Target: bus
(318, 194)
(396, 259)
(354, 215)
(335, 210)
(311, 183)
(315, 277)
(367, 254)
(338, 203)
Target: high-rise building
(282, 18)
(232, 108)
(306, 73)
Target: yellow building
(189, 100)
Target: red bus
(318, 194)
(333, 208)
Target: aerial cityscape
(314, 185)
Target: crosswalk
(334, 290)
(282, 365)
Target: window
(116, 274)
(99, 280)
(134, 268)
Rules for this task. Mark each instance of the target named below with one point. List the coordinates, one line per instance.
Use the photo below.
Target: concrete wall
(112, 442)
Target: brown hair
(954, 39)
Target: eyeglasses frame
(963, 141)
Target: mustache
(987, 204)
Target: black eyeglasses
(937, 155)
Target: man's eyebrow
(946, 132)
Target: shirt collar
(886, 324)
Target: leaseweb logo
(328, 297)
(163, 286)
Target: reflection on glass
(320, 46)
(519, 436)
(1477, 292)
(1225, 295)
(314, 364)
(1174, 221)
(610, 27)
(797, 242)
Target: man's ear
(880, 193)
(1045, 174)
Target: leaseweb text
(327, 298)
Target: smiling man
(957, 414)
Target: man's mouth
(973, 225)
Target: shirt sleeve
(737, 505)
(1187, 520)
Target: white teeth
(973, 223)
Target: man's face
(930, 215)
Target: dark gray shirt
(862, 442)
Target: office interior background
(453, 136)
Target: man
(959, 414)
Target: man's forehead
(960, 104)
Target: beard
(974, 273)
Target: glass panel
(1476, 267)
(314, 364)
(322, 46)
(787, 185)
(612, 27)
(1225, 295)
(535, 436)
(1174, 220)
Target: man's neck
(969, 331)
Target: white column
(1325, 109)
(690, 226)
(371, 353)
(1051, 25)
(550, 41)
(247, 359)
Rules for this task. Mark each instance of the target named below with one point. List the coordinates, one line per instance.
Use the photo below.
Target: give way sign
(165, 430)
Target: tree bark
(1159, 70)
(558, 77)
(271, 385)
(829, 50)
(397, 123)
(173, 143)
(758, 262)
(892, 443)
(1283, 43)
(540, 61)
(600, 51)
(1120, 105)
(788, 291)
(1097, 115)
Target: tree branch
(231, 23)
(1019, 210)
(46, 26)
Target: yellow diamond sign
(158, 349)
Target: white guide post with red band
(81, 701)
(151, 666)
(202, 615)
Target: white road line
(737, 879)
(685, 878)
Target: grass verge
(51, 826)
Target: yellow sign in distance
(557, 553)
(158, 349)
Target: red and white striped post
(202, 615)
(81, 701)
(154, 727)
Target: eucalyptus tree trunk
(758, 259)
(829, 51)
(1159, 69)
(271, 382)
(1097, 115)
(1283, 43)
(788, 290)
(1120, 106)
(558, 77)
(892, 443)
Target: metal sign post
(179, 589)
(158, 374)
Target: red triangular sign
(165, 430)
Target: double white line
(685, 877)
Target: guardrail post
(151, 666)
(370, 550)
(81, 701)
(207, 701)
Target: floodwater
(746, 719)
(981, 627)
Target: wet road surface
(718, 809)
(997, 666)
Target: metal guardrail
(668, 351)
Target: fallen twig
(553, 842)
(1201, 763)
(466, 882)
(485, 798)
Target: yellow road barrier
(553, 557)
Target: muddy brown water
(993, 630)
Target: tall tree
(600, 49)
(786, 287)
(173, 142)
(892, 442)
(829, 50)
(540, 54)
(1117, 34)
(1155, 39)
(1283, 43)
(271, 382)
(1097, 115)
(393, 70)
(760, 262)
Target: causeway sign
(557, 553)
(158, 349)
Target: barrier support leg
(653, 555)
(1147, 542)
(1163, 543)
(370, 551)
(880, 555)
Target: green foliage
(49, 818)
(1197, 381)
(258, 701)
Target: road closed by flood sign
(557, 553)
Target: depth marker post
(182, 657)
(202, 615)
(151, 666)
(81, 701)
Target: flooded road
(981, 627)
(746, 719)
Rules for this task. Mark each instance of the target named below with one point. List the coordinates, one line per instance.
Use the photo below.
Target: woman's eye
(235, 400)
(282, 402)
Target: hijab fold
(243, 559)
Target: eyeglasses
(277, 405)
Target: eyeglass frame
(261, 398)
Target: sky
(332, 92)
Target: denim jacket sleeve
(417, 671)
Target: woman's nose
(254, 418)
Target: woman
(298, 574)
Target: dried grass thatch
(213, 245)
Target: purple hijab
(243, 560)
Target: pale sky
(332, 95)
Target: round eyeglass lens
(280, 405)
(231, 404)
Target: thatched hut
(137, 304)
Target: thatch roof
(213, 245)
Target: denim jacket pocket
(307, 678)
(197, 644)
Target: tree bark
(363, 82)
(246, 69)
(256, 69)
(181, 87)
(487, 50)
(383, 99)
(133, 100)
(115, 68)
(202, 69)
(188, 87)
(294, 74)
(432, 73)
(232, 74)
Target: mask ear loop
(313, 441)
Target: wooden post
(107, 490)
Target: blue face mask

**WHAT TO PRODUCE:** Only one stretch of the data is wanted: the lines from the one with "Target: round eyeglass lens" through the last, repeated exactly.

**SOLUTION TO THIS PROBLEM:**
Target: round eyeglass lens
(280, 405)
(231, 404)
Target: thatched hut
(137, 304)
Target: thatch roof
(213, 245)
Target: denim jacket pocket
(307, 678)
(197, 644)
Target: tree bark
(363, 82)
(246, 69)
(256, 69)
(181, 87)
(487, 50)
(383, 99)
(133, 100)
(115, 68)
(202, 69)
(188, 87)
(294, 74)
(432, 73)
(232, 74)
Target: mask ear loop
(313, 441)
Target: wooden post
(107, 490)
Target: blue face mask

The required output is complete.